- EXERCISE TASK -
Copy out the entries below precisely; nothing is to be omitted.

— BEGIN GIVEN DATA —

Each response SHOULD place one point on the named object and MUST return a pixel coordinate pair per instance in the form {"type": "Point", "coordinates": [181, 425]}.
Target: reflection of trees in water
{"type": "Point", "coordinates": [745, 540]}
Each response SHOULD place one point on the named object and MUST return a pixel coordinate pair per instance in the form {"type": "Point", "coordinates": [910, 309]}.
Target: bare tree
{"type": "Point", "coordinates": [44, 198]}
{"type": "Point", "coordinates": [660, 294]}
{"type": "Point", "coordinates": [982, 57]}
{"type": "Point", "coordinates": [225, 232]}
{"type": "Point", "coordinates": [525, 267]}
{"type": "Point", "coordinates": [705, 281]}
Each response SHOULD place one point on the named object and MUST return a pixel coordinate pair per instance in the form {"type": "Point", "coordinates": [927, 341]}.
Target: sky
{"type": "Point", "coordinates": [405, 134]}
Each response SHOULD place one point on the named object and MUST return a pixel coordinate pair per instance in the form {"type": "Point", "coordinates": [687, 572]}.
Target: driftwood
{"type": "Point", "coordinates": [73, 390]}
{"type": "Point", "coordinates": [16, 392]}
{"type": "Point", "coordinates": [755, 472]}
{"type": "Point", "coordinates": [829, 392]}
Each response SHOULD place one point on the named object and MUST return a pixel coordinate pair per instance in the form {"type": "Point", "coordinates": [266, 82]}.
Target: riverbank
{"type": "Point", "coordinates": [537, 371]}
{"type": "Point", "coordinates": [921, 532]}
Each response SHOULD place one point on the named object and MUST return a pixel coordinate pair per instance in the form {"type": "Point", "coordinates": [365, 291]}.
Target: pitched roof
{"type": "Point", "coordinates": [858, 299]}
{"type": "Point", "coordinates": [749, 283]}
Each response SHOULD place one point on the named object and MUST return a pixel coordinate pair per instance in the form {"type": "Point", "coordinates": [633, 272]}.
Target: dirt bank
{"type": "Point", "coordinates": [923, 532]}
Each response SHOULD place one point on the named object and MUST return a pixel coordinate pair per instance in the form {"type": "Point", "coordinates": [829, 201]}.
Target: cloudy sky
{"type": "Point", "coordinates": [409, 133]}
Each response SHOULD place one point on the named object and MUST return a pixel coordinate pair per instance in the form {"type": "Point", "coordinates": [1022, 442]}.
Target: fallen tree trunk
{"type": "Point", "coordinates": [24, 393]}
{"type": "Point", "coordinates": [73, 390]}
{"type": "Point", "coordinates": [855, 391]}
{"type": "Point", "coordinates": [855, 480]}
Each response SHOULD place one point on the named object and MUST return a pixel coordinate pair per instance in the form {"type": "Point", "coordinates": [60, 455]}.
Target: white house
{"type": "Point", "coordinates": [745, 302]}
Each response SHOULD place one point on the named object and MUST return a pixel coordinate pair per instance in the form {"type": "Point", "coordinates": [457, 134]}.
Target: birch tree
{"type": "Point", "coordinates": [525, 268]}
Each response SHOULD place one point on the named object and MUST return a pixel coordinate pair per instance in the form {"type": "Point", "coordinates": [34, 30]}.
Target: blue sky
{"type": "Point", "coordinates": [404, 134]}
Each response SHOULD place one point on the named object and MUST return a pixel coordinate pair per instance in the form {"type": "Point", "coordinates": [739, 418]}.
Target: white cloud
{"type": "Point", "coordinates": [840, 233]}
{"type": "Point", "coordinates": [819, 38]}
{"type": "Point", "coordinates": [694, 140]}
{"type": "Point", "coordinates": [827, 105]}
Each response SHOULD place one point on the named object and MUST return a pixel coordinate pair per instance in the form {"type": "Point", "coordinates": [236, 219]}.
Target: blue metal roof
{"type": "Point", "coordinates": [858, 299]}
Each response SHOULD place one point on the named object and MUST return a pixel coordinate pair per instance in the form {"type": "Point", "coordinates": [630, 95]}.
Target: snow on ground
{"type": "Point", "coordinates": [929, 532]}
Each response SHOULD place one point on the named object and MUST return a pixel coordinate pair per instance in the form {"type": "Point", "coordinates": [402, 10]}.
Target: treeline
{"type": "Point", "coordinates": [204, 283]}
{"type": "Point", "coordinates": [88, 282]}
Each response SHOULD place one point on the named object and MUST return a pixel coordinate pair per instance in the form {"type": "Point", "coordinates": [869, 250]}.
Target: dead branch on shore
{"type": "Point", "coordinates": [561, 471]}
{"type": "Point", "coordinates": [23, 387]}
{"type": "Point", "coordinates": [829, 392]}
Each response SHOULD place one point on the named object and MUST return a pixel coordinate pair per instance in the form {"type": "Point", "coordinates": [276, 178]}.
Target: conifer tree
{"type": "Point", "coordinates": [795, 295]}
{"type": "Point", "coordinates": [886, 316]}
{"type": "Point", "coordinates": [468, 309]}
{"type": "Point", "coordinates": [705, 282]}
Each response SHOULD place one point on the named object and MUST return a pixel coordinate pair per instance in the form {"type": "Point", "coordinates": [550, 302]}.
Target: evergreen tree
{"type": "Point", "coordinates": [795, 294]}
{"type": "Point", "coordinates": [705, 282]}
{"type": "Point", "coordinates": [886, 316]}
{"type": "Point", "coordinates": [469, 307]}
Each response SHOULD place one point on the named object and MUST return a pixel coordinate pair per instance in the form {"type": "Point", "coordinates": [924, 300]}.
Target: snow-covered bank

— END GIVEN DATA —

- TASK ANSWER -
Each response SHOULD place one point on the named object and MUST return a pixel coordinate pair per instance in the form {"type": "Point", "coordinates": [181, 425]}.
Target: reflection of trees in water
{"type": "Point", "coordinates": [745, 540]}
Each response SHOULD place one point on the named object and MUST return a pixel coordinate pair per instance in the form {"type": "Point", "coordinates": [910, 309]}.
Target: bare tree
{"type": "Point", "coordinates": [44, 198]}
{"type": "Point", "coordinates": [660, 294]}
{"type": "Point", "coordinates": [982, 57]}
{"type": "Point", "coordinates": [225, 232]}
{"type": "Point", "coordinates": [525, 267]}
{"type": "Point", "coordinates": [705, 281]}
Each response SHOULD place one point on the named object and MUST return a pixel coordinate pair per instance in the form {"type": "Point", "coordinates": [927, 341]}.
Target: sky
{"type": "Point", "coordinates": [405, 134]}
Each response SHOULD place one point on the named object and MUST return a pixel coordinate pair per instance in the form {"type": "Point", "coordinates": [687, 572]}.
Target: driftwood
{"type": "Point", "coordinates": [73, 390]}
{"type": "Point", "coordinates": [16, 392]}
{"type": "Point", "coordinates": [755, 472]}
{"type": "Point", "coordinates": [829, 392]}
Each response SHOULD place one point on the named object and MUST return a pixel coordinate pair per instance in the form {"type": "Point", "coordinates": [266, 82]}.
Target: riverbank
{"type": "Point", "coordinates": [537, 371]}
{"type": "Point", "coordinates": [921, 532]}
Each response SHOULD place one point on the named object and MUST return a pixel coordinate pair per instance in the form {"type": "Point", "coordinates": [365, 291]}.
Target: pitched roof
{"type": "Point", "coordinates": [858, 299]}
{"type": "Point", "coordinates": [749, 283]}
Each response SHOULD place one point on the named object and MUST return a pixel coordinate pair per instance in the form {"type": "Point", "coordinates": [633, 272]}.
Target: dirt bank
{"type": "Point", "coordinates": [923, 532]}
Each response SHOULD place one point on the named object and MUST return a pixel coordinate pair per instance in the form {"type": "Point", "coordinates": [829, 201]}.
Target: cloudy sky
{"type": "Point", "coordinates": [409, 133]}
Each response SHOULD place one point on the named object and MUST return a pixel coordinate pair per instance in the form {"type": "Point", "coordinates": [1022, 442]}.
Target: fallen tree trunk
{"type": "Point", "coordinates": [24, 393]}
{"type": "Point", "coordinates": [73, 390]}
{"type": "Point", "coordinates": [855, 391]}
{"type": "Point", "coordinates": [855, 480]}
Each response SHOULD place one point on the named object and MUST return a pixel coordinate pair per instance in the form {"type": "Point", "coordinates": [60, 455]}.
Target: white house
{"type": "Point", "coordinates": [745, 302]}
Each response SHOULD place one point on the named object and MUST return a pixel coordinate pair per instance in the form {"type": "Point", "coordinates": [457, 134]}.
Target: birch tree
{"type": "Point", "coordinates": [525, 268]}
Each response SHOULD place one point on the named object and MUST return a pixel coordinate pair per instance in the form {"type": "Point", "coordinates": [34, 30]}.
Target: blue sky
{"type": "Point", "coordinates": [404, 134]}
Each response SHOULD place one point on the named object and MUST return a pixel coordinate pair per instance in the form {"type": "Point", "coordinates": [739, 418]}.
Target: white cloud
{"type": "Point", "coordinates": [840, 233]}
{"type": "Point", "coordinates": [819, 38]}
{"type": "Point", "coordinates": [694, 140]}
{"type": "Point", "coordinates": [827, 105]}
Each response SHOULD place one point on the named object and MUST return a pixel coordinate pair per instance in the form {"type": "Point", "coordinates": [236, 219]}.
Target: blue metal roof
{"type": "Point", "coordinates": [858, 299]}
Each response SHOULD place one point on the named object and MUST return a pixel coordinate pair per instance in the form {"type": "Point", "coordinates": [630, 95]}.
Target: snow on ground
{"type": "Point", "coordinates": [929, 532]}
Each response SHOULD place one point on the named object and MUST return a pixel coordinate pair per instance in the form {"type": "Point", "coordinates": [402, 10]}.
Target: treeline
{"type": "Point", "coordinates": [204, 283]}
{"type": "Point", "coordinates": [88, 282]}
Each response SHOULD place one point on the named object and MUST return a pixel coordinate pair per instance in the form {"type": "Point", "coordinates": [869, 250]}.
Target: dead branch on shore
{"type": "Point", "coordinates": [561, 471]}
{"type": "Point", "coordinates": [23, 387]}
{"type": "Point", "coordinates": [829, 392]}
Each response SHOULD place one point on the named object and MUST return a pixel coordinate pair per instance in the form {"type": "Point", "coordinates": [276, 178]}.
Target: conifer tree
{"type": "Point", "coordinates": [795, 295]}
{"type": "Point", "coordinates": [886, 316]}
{"type": "Point", "coordinates": [468, 309]}
{"type": "Point", "coordinates": [705, 282]}
Each response SHOULD place one point on the named object and MUST return a pixel coordinate pair per instance in the form {"type": "Point", "coordinates": [550, 302]}.
Target: evergreen tree
{"type": "Point", "coordinates": [795, 294]}
{"type": "Point", "coordinates": [705, 282]}
{"type": "Point", "coordinates": [886, 316]}
{"type": "Point", "coordinates": [469, 307]}
Each response SHOULD place one point on the named object and MUST return a pixel coordinate pair per instance in the form {"type": "Point", "coordinates": [924, 300]}.
Target: snow-covered bank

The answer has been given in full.